* Travail à faire *
**1)** Relevez tous les adverbes en -ment du texte sur la Libye, dans l'ordre où ils apparaissent.
**2)** Écrivez la suite du texte sur la Libye, juste après sa dernière phrase.

Il serait injuste de faire porter à la seule absence d'élections la responsabilité de l'échec libyen. Certes, les Libyens demeurent en quête - ou, à tout le moins, en besoin - d'une structure gouvernementale étatique qui représente et concentre leurs intérêts. La situation actuelle, dans laquelle prévalent un grand ensemble d'institutions, certaines héritées de l'onde de choc post-2011, d'autres de création plus récente, n'aide évidemment en rien à identifier le pôle du pouvoir effectif : ce dernier est tout simplement éclaté. Mais si la désignation par les Libyens de représentants clairement identifiés semble pouvoir apporter la solution à leurs maux, le problème, c'est qu'il n'y a pas de personnalité consensuelle à même de remporter l'adhésion de plus de la moitié des Libyens et de se positionner en tant que nouveau président légitimement élu.

Annotations de points sur images:
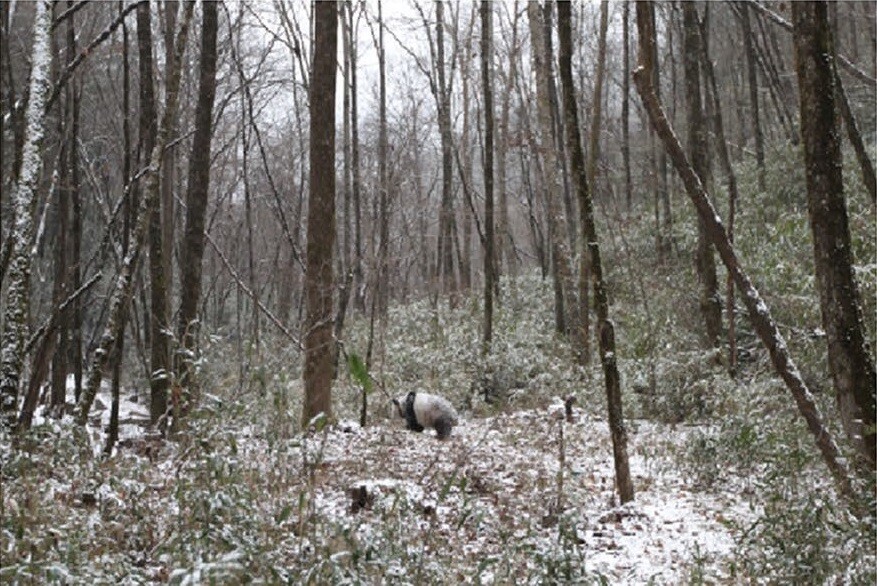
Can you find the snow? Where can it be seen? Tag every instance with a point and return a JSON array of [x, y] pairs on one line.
[[505, 468], [490, 505]]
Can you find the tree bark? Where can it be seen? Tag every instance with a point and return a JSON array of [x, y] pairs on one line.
[[121, 296], [731, 180], [710, 306], [487, 84], [319, 280], [625, 107], [192, 250], [749, 49], [382, 274], [851, 365], [565, 281], [16, 313], [759, 313], [623, 481]]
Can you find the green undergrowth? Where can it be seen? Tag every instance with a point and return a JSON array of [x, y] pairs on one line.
[[232, 500]]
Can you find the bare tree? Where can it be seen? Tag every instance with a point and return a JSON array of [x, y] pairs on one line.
[[487, 85], [124, 282], [749, 49], [565, 285], [605, 326], [759, 314], [16, 313], [318, 344], [710, 306], [850, 362], [192, 250]]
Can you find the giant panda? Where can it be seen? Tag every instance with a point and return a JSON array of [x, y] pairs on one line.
[[422, 410]]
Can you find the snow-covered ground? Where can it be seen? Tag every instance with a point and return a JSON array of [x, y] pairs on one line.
[[523, 497], [491, 493]]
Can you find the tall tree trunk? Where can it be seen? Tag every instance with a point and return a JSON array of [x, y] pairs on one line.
[[749, 49], [505, 252], [16, 313], [710, 306], [487, 84], [382, 288], [592, 163], [69, 159], [446, 215], [159, 326], [198, 184], [319, 280], [625, 107], [359, 295], [759, 314], [731, 181], [121, 296], [169, 177], [565, 281], [623, 481], [851, 365], [119, 349]]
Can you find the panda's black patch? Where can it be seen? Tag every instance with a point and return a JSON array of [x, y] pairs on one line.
[[410, 418]]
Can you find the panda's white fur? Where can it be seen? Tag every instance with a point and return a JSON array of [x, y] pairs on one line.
[[423, 410]]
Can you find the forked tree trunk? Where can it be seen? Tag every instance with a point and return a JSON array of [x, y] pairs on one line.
[[759, 314], [606, 329], [710, 306], [192, 249], [849, 360], [565, 285], [731, 180]]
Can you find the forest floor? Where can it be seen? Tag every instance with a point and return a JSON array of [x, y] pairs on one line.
[[517, 498], [522, 496]]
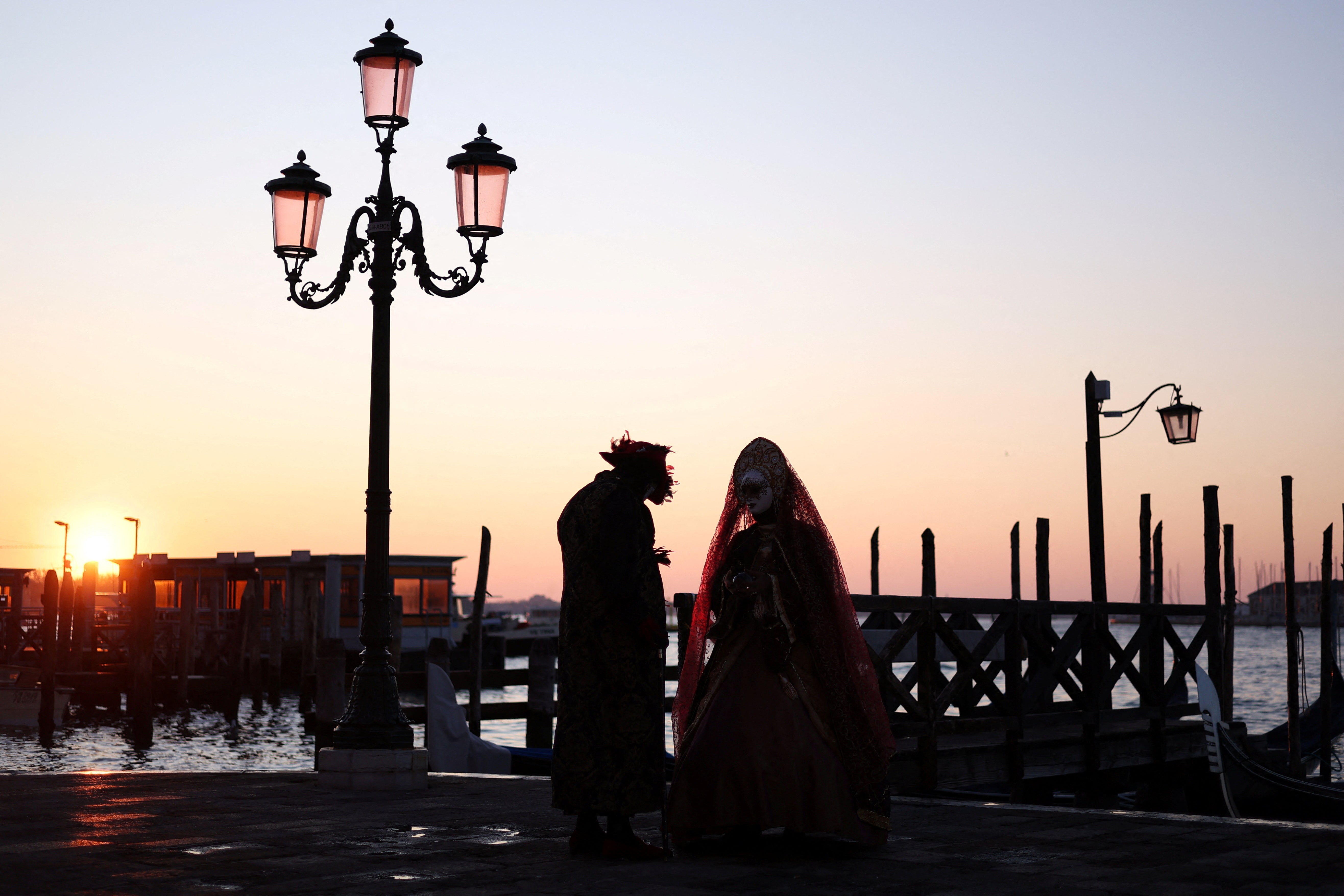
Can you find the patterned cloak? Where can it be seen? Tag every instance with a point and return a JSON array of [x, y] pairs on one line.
[[609, 741]]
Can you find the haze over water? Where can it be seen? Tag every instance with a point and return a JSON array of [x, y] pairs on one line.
[[273, 741]]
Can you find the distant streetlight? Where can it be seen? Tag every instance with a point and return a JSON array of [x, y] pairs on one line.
[[65, 549], [1181, 421], [373, 719]]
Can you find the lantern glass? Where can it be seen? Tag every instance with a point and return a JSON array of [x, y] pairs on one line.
[[482, 191], [296, 217], [1182, 422], [386, 82]]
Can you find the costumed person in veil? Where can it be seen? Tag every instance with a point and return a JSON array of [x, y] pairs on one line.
[[609, 731], [783, 726]]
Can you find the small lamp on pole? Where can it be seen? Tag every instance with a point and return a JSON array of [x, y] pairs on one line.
[[65, 549], [136, 547]]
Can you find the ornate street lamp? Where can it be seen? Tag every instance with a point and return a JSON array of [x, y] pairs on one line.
[[373, 718], [1179, 421]]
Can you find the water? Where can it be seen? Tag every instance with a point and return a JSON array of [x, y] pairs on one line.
[[273, 739]]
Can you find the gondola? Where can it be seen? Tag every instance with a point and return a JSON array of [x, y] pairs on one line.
[[1252, 790]]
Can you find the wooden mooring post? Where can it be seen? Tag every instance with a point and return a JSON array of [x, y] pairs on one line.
[[330, 691], [47, 700], [1327, 649], [483, 572], [541, 692], [1292, 632], [187, 639], [873, 561], [1214, 592], [927, 651], [142, 636], [65, 623], [275, 647], [1229, 621], [84, 619]]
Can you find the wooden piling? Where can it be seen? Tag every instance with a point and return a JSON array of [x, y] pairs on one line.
[[873, 561], [308, 643], [275, 649], [927, 655], [140, 696], [84, 643], [1292, 633], [1042, 559], [397, 613], [253, 598], [330, 692], [541, 692], [47, 700], [685, 604], [483, 572], [1214, 592], [1327, 649], [187, 639], [1229, 621], [65, 623], [1146, 578], [1042, 585], [929, 579]]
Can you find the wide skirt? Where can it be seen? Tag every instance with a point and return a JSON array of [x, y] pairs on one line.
[[756, 758]]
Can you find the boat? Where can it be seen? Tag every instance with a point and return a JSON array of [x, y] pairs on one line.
[[1252, 789], [21, 698]]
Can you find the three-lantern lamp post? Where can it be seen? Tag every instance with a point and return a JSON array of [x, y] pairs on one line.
[[1181, 424], [377, 238]]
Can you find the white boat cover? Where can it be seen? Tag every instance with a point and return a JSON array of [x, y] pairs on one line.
[[452, 746]]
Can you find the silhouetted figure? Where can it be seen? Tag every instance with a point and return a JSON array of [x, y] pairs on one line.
[[609, 742]]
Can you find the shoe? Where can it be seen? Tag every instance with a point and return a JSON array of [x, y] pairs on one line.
[[639, 850]]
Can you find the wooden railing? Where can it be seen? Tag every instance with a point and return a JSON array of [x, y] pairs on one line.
[[1018, 676]]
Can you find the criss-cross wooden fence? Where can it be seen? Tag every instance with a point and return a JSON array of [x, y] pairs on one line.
[[1019, 702], [1026, 702]]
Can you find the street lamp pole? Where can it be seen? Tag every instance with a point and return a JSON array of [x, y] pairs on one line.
[[1181, 422], [1096, 519], [373, 718], [65, 549]]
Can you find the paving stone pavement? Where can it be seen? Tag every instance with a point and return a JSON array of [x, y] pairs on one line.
[[280, 833]]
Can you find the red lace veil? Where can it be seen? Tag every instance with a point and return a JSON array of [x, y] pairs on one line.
[[843, 664]]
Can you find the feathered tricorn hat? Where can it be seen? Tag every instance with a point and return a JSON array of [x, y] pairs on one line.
[[627, 449]]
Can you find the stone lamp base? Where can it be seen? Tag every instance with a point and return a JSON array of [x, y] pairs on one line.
[[373, 769]]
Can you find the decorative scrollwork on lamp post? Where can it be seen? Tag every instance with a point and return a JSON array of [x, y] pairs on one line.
[[376, 242]]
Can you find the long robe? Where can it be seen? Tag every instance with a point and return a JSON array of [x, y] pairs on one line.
[[609, 727], [760, 746]]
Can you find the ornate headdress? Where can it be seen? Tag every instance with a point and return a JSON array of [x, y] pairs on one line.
[[765, 456], [627, 449]]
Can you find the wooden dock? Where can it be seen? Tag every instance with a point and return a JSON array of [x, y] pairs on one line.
[[170, 833]]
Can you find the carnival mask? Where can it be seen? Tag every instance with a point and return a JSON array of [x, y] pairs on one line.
[[756, 492]]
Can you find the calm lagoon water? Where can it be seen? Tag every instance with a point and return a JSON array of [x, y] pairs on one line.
[[272, 738]]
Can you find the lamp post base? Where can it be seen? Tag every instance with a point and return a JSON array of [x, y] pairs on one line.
[[374, 718], [373, 769]]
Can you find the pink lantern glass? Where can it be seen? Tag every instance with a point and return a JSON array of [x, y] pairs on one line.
[[298, 217], [386, 82], [482, 191]]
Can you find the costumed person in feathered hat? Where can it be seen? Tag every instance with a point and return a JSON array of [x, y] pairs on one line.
[[609, 742], [783, 726]]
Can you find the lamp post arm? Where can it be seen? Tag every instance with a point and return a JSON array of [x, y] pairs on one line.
[[355, 246], [1139, 408], [415, 241]]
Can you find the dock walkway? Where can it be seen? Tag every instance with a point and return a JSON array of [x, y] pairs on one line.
[[279, 833]]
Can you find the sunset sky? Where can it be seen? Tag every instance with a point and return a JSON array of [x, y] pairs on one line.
[[892, 237]]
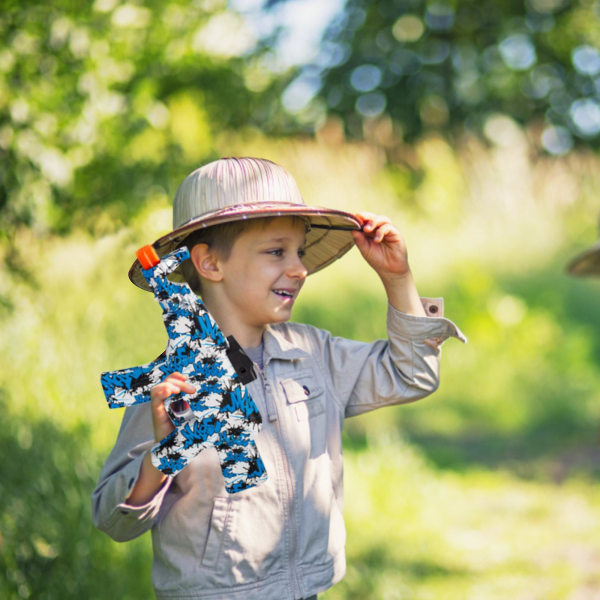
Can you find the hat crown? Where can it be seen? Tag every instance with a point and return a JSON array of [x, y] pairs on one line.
[[229, 182]]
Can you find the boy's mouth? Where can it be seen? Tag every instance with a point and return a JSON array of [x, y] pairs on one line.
[[287, 294]]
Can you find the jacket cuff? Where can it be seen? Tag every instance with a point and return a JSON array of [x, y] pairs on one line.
[[433, 326], [145, 512]]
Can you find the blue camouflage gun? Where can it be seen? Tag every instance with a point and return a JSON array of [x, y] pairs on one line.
[[222, 413]]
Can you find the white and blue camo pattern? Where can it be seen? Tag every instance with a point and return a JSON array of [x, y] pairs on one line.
[[221, 414]]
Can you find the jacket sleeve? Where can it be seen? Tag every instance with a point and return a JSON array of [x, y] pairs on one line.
[[401, 369], [111, 513]]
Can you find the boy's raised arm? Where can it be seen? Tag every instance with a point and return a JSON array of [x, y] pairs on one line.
[[384, 249]]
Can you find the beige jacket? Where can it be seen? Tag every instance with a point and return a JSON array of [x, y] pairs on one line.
[[284, 539]]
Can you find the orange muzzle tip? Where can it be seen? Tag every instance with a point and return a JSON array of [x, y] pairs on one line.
[[147, 257]]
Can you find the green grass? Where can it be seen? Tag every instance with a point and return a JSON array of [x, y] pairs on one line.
[[486, 490]]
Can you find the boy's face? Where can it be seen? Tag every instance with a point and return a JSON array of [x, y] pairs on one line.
[[264, 272]]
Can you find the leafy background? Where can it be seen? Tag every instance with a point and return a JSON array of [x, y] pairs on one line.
[[488, 489]]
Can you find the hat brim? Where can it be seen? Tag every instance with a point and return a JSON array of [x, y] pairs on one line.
[[328, 239], [586, 263]]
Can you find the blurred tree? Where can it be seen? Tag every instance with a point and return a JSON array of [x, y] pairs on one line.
[[395, 69], [103, 104]]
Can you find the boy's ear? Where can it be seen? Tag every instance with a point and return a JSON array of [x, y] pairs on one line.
[[206, 262]]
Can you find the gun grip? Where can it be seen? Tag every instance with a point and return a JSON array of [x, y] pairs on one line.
[[147, 257]]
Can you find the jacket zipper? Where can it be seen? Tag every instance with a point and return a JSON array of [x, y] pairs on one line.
[[289, 487]]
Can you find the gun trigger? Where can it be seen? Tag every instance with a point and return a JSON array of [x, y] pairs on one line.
[[241, 362]]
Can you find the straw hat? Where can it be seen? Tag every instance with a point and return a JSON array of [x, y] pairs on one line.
[[232, 189]]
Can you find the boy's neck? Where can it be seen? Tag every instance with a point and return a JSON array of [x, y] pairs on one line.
[[246, 336]]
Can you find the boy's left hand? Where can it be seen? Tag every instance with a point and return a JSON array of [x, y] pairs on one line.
[[382, 246]]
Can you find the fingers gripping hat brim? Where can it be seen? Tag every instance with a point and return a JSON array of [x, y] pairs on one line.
[[235, 189]]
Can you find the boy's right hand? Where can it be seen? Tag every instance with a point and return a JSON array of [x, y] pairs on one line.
[[175, 383]]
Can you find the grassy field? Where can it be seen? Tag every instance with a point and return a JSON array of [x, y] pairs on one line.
[[486, 490]]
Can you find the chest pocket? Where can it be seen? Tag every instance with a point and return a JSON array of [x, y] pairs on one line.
[[304, 396]]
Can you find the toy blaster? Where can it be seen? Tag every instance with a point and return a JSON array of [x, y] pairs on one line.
[[221, 413]]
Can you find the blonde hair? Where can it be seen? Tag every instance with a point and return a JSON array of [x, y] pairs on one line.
[[221, 239]]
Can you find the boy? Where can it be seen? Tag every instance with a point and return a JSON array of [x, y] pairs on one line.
[[253, 242]]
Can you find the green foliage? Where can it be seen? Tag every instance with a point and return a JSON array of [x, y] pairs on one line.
[[397, 69], [485, 490], [50, 548], [102, 101]]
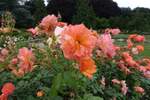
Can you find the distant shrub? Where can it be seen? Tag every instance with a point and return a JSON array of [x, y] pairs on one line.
[[23, 18]]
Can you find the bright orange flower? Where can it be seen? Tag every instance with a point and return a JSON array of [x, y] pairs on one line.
[[87, 67], [48, 23], [124, 88], [4, 52], [26, 60], [106, 45], [139, 38], [8, 88], [129, 43], [115, 81], [132, 36], [139, 89], [140, 48], [77, 41], [40, 93]]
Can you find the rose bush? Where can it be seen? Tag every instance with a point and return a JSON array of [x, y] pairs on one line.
[[71, 62]]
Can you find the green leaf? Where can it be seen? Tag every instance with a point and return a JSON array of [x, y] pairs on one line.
[[56, 84], [91, 97]]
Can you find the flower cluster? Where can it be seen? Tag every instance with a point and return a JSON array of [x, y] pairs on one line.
[[24, 60], [8, 89]]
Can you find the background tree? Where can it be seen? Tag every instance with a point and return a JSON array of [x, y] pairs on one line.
[[37, 8], [66, 8], [105, 8], [8, 4], [84, 13]]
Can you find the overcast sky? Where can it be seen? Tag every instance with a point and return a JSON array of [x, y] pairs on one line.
[[133, 3]]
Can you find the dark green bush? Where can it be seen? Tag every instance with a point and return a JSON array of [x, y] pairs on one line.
[[23, 18]]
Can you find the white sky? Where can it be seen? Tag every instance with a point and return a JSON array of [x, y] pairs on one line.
[[133, 3]]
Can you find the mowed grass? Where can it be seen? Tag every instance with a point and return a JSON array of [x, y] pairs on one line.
[[145, 53]]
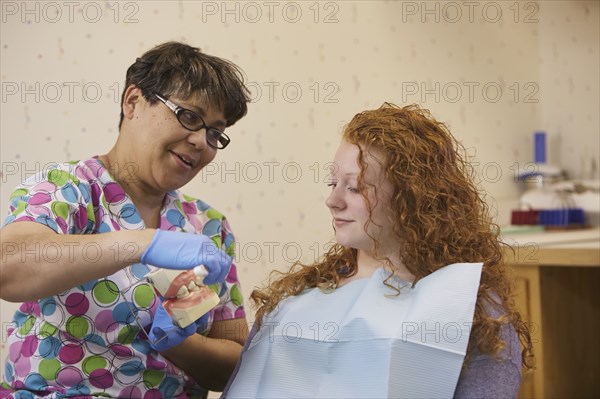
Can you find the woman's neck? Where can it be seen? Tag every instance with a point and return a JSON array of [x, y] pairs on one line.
[[367, 264]]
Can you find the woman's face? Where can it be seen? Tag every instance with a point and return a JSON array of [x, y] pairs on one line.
[[347, 202], [168, 154]]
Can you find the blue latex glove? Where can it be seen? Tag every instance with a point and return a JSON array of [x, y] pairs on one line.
[[182, 251], [165, 335]]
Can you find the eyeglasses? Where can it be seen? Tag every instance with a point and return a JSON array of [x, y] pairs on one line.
[[194, 122]]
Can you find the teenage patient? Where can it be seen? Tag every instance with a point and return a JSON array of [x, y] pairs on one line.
[[413, 299]]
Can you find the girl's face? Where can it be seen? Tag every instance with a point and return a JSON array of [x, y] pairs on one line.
[[350, 209]]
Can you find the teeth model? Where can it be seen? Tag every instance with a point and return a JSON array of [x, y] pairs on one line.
[[186, 297]]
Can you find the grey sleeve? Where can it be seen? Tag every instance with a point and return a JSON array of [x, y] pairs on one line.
[[491, 377]]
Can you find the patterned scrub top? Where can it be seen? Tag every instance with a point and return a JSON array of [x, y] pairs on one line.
[[88, 341]]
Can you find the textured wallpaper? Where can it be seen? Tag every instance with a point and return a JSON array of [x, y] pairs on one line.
[[495, 71]]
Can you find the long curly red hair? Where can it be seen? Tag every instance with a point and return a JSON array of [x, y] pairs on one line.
[[439, 218]]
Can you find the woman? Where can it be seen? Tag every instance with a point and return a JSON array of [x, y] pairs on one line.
[[412, 300], [81, 237]]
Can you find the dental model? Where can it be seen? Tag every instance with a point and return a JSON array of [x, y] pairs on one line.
[[186, 297]]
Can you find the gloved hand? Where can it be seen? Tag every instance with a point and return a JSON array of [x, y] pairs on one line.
[[165, 335], [181, 251]]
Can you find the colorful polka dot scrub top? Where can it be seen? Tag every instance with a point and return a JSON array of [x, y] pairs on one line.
[[91, 340]]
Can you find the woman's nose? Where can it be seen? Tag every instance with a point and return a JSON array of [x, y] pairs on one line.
[[334, 199]]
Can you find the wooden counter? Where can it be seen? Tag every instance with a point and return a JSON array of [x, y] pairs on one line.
[[557, 291]]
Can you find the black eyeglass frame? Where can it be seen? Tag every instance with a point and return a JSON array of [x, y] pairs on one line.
[[221, 140]]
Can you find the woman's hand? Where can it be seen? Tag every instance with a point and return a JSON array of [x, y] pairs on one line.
[[176, 250]]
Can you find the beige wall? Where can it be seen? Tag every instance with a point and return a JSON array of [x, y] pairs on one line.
[[495, 71]]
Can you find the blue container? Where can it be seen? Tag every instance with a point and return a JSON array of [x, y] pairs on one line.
[[539, 144]]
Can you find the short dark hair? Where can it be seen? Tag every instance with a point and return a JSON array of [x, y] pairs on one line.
[[177, 69]]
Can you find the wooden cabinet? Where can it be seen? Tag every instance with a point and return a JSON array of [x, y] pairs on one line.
[[557, 288]]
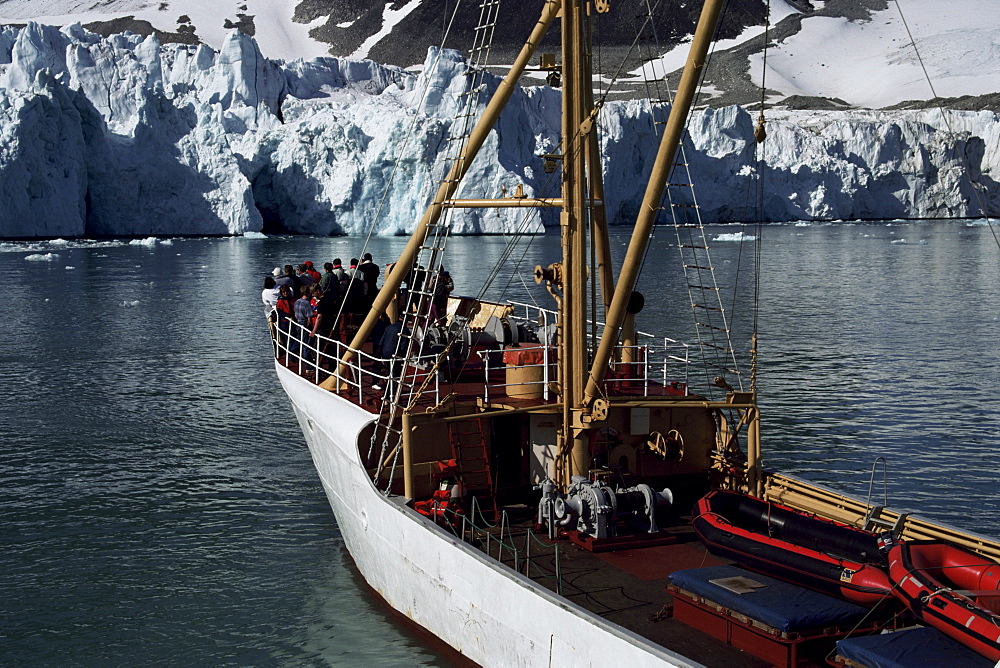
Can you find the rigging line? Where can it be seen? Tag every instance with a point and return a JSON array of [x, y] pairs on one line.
[[755, 186], [947, 122], [621, 65], [396, 165]]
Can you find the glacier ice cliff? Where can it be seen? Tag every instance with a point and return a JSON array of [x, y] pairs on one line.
[[123, 136]]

* Réponses *
**1)** évidemment, simplement, clairement, légitimement

**2)**
Les questions électorales

Les Libyens se sont rendus aux urnes dans le passé, et ils ont signifié leur faveur à une consolidation étatique qui laisserait derrière les souvenirs de l'ère Kadhafi. En juillet 2012, soit moins d'un an après la chute de Moammar Kadhafi, plus de 60 % des électeurs Libyens s'étaient déplacés vers les urnes aux fins de désigner les membres du Congrès Général National, ou Parlement de l'époque. Mais, deux ans plus tard, ils n'étaient plus que 18 % à voter aux législatives. Il est vrai qu'entre-temps, le contexte politique s'était envenimé, et l'éclatement d'une nouvelle guerre, du nom d'Opération Dignité, avait aggravé la situation et convaincu la population de ce que les élections ne résoudraient pas les rivalités et problèmes ambiants. Il faut néanmoins convenir de ce que le pessimisme qui continue à prévaloir ne préjuge pas de l'attachement des Libyens à bénéficier de structures représentatives. Si la majorité d'entre eux avait voté en 2012, c'est bien le signe de ce que la foi en un horizon politique de type démocratique était bien là.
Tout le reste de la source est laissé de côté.